* [YOUR GOAL]: From the records below, extract all the text exactly and leave the images behind.

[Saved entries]
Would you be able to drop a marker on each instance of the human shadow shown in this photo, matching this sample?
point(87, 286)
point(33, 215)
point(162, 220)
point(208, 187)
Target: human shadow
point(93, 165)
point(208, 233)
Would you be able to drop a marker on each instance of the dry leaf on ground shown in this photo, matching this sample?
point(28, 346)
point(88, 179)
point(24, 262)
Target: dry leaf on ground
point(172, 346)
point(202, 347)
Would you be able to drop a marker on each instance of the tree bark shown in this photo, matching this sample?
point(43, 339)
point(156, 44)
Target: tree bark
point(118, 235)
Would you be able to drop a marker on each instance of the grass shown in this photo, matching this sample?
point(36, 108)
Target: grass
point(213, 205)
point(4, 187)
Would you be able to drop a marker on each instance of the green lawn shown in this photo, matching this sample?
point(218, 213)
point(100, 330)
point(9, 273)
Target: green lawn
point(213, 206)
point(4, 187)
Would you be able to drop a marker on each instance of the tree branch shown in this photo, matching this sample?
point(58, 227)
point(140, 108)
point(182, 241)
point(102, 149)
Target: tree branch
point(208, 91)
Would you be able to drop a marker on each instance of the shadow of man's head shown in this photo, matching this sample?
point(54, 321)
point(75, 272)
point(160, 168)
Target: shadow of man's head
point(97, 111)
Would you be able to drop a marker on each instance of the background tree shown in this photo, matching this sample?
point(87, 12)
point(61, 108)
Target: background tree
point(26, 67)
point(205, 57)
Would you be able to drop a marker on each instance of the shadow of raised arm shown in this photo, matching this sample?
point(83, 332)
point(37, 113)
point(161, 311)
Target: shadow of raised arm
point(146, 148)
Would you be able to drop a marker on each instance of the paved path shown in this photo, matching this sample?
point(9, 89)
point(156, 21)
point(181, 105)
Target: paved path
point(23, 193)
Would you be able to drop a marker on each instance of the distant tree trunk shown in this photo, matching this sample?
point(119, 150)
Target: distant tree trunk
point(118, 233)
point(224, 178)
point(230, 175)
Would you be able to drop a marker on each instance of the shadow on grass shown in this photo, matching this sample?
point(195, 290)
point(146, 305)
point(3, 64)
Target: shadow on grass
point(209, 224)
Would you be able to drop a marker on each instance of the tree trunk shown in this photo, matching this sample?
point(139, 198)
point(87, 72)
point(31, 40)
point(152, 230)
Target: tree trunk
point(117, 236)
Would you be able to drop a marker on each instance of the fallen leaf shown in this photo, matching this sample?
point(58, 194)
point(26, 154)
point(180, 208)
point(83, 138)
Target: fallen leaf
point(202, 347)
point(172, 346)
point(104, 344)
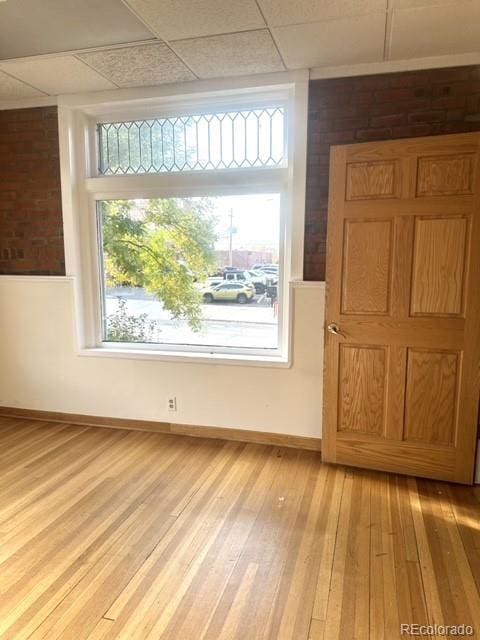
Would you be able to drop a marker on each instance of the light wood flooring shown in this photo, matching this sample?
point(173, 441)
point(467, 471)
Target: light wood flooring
point(121, 534)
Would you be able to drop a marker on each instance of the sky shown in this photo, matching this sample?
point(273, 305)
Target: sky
point(256, 221)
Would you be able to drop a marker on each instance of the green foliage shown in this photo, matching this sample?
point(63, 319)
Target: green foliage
point(164, 248)
point(125, 327)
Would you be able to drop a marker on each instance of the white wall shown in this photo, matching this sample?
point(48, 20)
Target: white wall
point(39, 369)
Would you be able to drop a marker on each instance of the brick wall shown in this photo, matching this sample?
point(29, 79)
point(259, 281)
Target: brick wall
point(381, 107)
point(31, 229)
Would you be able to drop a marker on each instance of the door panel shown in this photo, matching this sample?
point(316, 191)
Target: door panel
point(402, 374)
point(366, 268)
point(446, 175)
point(367, 180)
point(431, 396)
point(439, 265)
point(362, 387)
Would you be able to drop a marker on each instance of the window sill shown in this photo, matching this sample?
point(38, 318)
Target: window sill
point(272, 361)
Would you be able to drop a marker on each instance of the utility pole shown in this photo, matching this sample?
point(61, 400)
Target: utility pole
point(231, 238)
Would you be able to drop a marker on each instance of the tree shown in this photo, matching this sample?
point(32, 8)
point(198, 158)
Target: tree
point(162, 245)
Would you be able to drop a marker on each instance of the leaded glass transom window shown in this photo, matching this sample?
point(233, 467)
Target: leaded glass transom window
point(209, 141)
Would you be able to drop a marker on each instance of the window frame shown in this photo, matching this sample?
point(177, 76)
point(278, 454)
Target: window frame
point(83, 186)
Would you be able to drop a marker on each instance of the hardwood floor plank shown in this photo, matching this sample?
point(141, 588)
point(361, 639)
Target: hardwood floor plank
point(129, 535)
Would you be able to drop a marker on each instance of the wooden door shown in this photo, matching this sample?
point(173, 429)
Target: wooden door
point(403, 288)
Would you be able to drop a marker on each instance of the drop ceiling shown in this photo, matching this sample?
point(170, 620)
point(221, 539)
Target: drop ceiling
point(53, 47)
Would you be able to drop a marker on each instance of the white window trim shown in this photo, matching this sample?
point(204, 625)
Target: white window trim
point(81, 187)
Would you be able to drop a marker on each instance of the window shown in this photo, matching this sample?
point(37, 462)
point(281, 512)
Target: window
point(163, 262)
point(180, 223)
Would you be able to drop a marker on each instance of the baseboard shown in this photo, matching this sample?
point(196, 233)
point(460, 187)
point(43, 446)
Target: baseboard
point(240, 435)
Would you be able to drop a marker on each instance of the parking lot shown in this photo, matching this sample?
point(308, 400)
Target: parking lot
point(224, 323)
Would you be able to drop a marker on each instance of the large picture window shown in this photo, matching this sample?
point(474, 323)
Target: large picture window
point(200, 271)
point(183, 227)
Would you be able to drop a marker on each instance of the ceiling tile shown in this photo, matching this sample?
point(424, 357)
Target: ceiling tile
point(176, 19)
point(233, 54)
point(331, 43)
point(12, 89)
point(31, 27)
point(139, 66)
point(62, 74)
point(287, 12)
point(432, 31)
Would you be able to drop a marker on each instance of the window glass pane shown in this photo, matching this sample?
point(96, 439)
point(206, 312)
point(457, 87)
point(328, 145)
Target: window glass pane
point(229, 140)
point(191, 271)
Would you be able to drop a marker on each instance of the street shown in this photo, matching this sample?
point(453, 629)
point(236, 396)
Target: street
point(224, 324)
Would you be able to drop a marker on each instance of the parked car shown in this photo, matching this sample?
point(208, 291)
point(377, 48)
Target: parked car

* [TASK RESPONSE]:
Would you be able to drop a marker on each instance of the human shadow shown in this photo, matching this sample?
point(87, 286)
point(33, 215)
point(162, 220)
point(208, 187)
Target: human shadow
point(93, 165)
point(208, 233)
Would you be able to drop a marker on each instance of the dry leaf on ground shown in this photo, matching this sample?
point(28, 346)
point(88, 179)
point(24, 262)
Target: dry leaf on ground
point(172, 346)
point(202, 347)
Would you be able to drop a marker on each instance of the tree bark shown in this photo, matching this sample?
point(43, 339)
point(156, 44)
Target: tree bark
point(118, 235)
Would you be able to drop a marker on each instance of the grass shown in this photo, matching this sample?
point(36, 108)
Target: grass
point(213, 205)
point(4, 187)
Would you be able to drop a marker on each instance of the green lawn shown in this photo, matching this sample?
point(218, 213)
point(100, 330)
point(9, 273)
Target: green lawn
point(213, 206)
point(4, 187)
Would you be able to drop a marker on each instance of the tree branch shown in this photo, matching this sample?
point(58, 227)
point(140, 108)
point(182, 241)
point(102, 149)
Target: tree branch
point(208, 91)
Would you be able to drop a marker on each instance of the shadow of man's head shown in this photo, matching this sample?
point(54, 321)
point(75, 272)
point(160, 168)
Target: shadow of man's head
point(97, 111)
Would you be able to drop a marker on each instance of the background tree shown in this photo, matching this sample?
point(87, 12)
point(61, 108)
Target: background tree
point(26, 67)
point(205, 57)
Would you be able to drop a marker on each instance of the shadow of raised arm shown in this photo, matching this sample?
point(83, 332)
point(37, 113)
point(161, 311)
Target: shadow of raised arm
point(146, 148)
Would you be able to drop a marker on each instance of the paved path shown in this photo, matching this sample?
point(9, 89)
point(156, 21)
point(181, 105)
Target: paved path
point(23, 193)
Would you be able to drop a marker on each instance of the distant tree trunk shown in this photo, matching this sample?
point(119, 150)
Target: distant tree trunk
point(118, 233)
point(224, 178)
point(230, 175)
Would you be able to drop a marker on each instance of the shadow on grass shown in this photo, matching this sample?
point(195, 290)
point(146, 305)
point(3, 64)
Target: shadow on grass
point(209, 224)
Would you be able to drop a marker on each instance of the tree trunk shown in this photo, matching this sample?
point(139, 198)
point(87, 72)
point(31, 40)
point(152, 230)
Target: tree trunk
point(117, 236)
Would you be able to drop a marker on each instance of the fallen leaf shown in this photo, matching this sample?
point(58, 194)
point(26, 154)
point(180, 208)
point(83, 138)
Target: fallen leaf
point(202, 347)
point(172, 346)
point(104, 344)
Would you be able to drop a marker on each instance of the light wood flooring shown in this photo, matching this sample?
point(173, 441)
point(467, 471)
Target: light wood flooring
point(121, 534)
Would you be able to drop a marker on each instance of the sky shown in this photo, matching this sample?
point(273, 305)
Target: sky
point(256, 221)
Would you be able to drop a marker on each instance of the green foliage shown in this photo, matching this sample?
point(63, 319)
Target: green foliage
point(164, 248)
point(125, 327)
Would you be able to drop a marker on each instance of the white wall shown in this photo, matching this sample?
point(48, 20)
Target: white wall
point(39, 369)
Would you be able to drop a marker on each instance of the brick wall shown in this photo, matching this sample?
point(29, 79)
point(259, 281)
Target: brick wall
point(381, 107)
point(31, 229)
Would you be able to drop a marker on each instance of the door panel shown in this photo, matching this sample?
point(316, 191)
Target: door panel
point(402, 374)
point(366, 268)
point(446, 175)
point(367, 180)
point(431, 396)
point(439, 265)
point(362, 387)
Would you be able to drop a marker on each instance of the window sill shown in this photo, matching this sample?
point(38, 318)
Target: window sill
point(272, 361)
Would you be able to drop a marker on each instance of the utility pole shown in this photo, matching this sample?
point(61, 400)
Target: utility pole
point(231, 238)
Would you be able to drop a marker on each instance of the tree shown in this photo, matching this sample?
point(32, 8)
point(198, 158)
Target: tree
point(162, 245)
Would you be able to drop a marker on each instance of the leaded glass transom window shown in this photo, matching this sample?
point(233, 467)
Target: leaded glass transom window
point(209, 141)
Would you be able to drop a marker on each instance of the window frame shown in this photo, matching this sample?
point(177, 76)
point(278, 454)
Target: window frame
point(83, 186)
Would you be able to drop a marker on each instance of the hardwood floor plank shown in this photo, matching this sample?
point(141, 588)
point(361, 639)
Target: hardwood floor plank
point(129, 535)
Would you be able to drop a marker on each instance of the wooden door shown in this photo, matching this sample?
point(173, 429)
Target: wooden door
point(403, 288)
Would you be able to drop a marker on each instance of the drop ceiling shown in this photo, matching this sample?
point(170, 620)
point(221, 539)
Target: drop ceiling
point(53, 47)
Would you be able to drop a marker on each instance of the white window trim shown in this photo, matching this sample?
point(204, 625)
Target: white window trim
point(81, 187)
Would you be able to drop a marker on each instance of the window shown in this photo, matching this sample?
point(37, 462)
point(281, 512)
Target: window
point(163, 262)
point(180, 223)
Would you be able to drop a marker on each instance of the baseboard shown in this photo, matching this sample?
point(196, 233)
point(460, 187)
point(43, 446)
Target: baseboard
point(240, 435)
Would you be able to drop a marker on each instance of the parking lot shown in this photo, matching this sample?
point(308, 400)
Target: parking lot
point(224, 323)
Would you be able to drop a marker on each instance of the large picture window shown in this photo, matching this sample?
point(474, 323)
Target: large picture window
point(200, 271)
point(183, 227)
Would you be able to drop a marker on each instance of the ceiling tile shown in this photo, matching this sample?
point(424, 357)
Target: ceiling tile
point(176, 19)
point(233, 54)
point(331, 43)
point(12, 89)
point(31, 27)
point(139, 66)
point(62, 74)
point(287, 12)
point(432, 31)
Would you be able to drop a marker on each instance of the window glass pane shown in this photo, matching this sample?
point(96, 439)
point(206, 312)
point(457, 87)
point(328, 145)
Target: window glass pane
point(229, 140)
point(191, 271)
Would you be able to drop a marker on each instance of the street shown in this photo, matching this sample?
point(453, 629)
point(236, 396)
Target: street
point(224, 324)
Would you be able to drop a marker on each instance of the parked car shown in this photo, matching this sample?
point(208, 291)
point(377, 48)
Target: parked car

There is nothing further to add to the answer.